* begin EXTRACTED ENTRIES *

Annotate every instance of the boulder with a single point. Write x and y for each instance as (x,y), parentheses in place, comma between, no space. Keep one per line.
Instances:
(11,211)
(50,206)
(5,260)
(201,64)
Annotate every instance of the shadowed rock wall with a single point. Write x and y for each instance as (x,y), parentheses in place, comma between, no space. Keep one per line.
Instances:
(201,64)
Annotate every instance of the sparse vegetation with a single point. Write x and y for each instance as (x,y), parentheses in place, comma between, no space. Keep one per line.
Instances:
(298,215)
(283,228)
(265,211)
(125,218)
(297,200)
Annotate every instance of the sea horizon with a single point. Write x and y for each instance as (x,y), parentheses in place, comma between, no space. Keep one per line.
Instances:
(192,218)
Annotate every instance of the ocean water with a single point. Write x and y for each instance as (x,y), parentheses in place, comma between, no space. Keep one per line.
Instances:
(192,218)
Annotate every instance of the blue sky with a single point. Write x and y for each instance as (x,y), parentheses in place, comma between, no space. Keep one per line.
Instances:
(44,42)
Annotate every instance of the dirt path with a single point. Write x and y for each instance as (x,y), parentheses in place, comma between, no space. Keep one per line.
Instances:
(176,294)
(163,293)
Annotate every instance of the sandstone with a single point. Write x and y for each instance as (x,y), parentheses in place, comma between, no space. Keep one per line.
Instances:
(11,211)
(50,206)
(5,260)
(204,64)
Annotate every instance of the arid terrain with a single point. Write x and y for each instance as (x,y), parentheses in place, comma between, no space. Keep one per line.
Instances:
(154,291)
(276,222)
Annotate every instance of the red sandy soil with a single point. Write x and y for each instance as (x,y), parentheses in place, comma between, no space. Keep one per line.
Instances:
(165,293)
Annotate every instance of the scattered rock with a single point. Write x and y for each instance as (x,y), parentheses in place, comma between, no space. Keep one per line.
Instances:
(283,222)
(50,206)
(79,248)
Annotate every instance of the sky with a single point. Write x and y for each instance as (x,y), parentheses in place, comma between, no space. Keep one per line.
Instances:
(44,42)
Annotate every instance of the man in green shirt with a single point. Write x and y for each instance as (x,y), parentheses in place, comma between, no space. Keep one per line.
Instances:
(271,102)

* end EXTRACTED ENTRIES *

> **YOUR OBJECTIVE**
Rewrite all of the lines above, replacing each occurrence of "single point" with "single marker" and leaving every other part unchanged.

> **THE OUTPUT**
Annotate every instance of the boulder with a single marker. Write x and y for each instance as (x,y), parentheses in place, comma between, no space. Keep one per line.
Instances:
(11,211)
(50,206)
(5,260)
(201,64)
Annotate every instance of the shadowed rock wall with a single marker. Write x and y for each instance as (x,y), parentheses in place, comma between, no space. Keep one per line.
Instances:
(201,64)
Annotate every instance of the sparse vegetation with a single marker. Write x and y for each instance as (x,y), parentheses in place, comma between, no space. Keep one per line.
Instances:
(298,215)
(283,228)
(265,211)
(125,218)
(297,200)
Annotate every instance of the sea horizon with a single marker. Write x and y for each instance as (x,y), parentheses in place, comma between, no space. Keep one per line.
Instances:
(192,218)
Annotate every instance of the ocean water with a single marker. Write x and y for each instance as (x,y), parentheses in place, comma between, no space. Keep one per line.
Instances:
(192,218)
Annotate every instance of the blue sky with a single marker. Write x and y for each instance as (x,y), parentheses in place, comma between, no space. Keep one per line.
Instances:
(44,42)
Annotate every instance of the dirt path with a single marker. Write x and y for each instance as (x,y), parentheses in place, comma between, no space. Keep one per line.
Instances:
(176,294)
(163,293)
Annotate every instance of the sandstone with a single marker. Write x and y for each instance as (x,y), parentheses in place, comma between, no space. Keep one per line.
Instances:
(11,211)
(50,206)
(5,260)
(204,64)
Annotate every instance of the arid terrain with a single marker. Write x and y for each instance as (x,y), parentheses in place, comma between, no space. Keep one per line.
Instances:
(154,291)
(276,222)
Annotate every instance of the red sandy soil with a single marker. Write x and y for each instance as (x,y), parentheses in place, comma between, no space. Keep one per line.
Instances:
(165,293)
Annotate every instance of the scattered rock with a single marker. Write x and y for each instance as (x,y), parentheses in place, comma between, no space. Keep one per line.
Instances:
(283,222)
(50,206)
(79,248)
Annotate every instance of the sky with a single marker. Write x and y for each instance as (x,y), parentheses in place, comma between, no space. Keep one per line.
Instances:
(44,42)
Annotate every instance of the man in green shirt with a single marker. Write x and y for each instance as (x,y), parentheses in place, comma between, no space. Keep one per line.
Instances:
(271,102)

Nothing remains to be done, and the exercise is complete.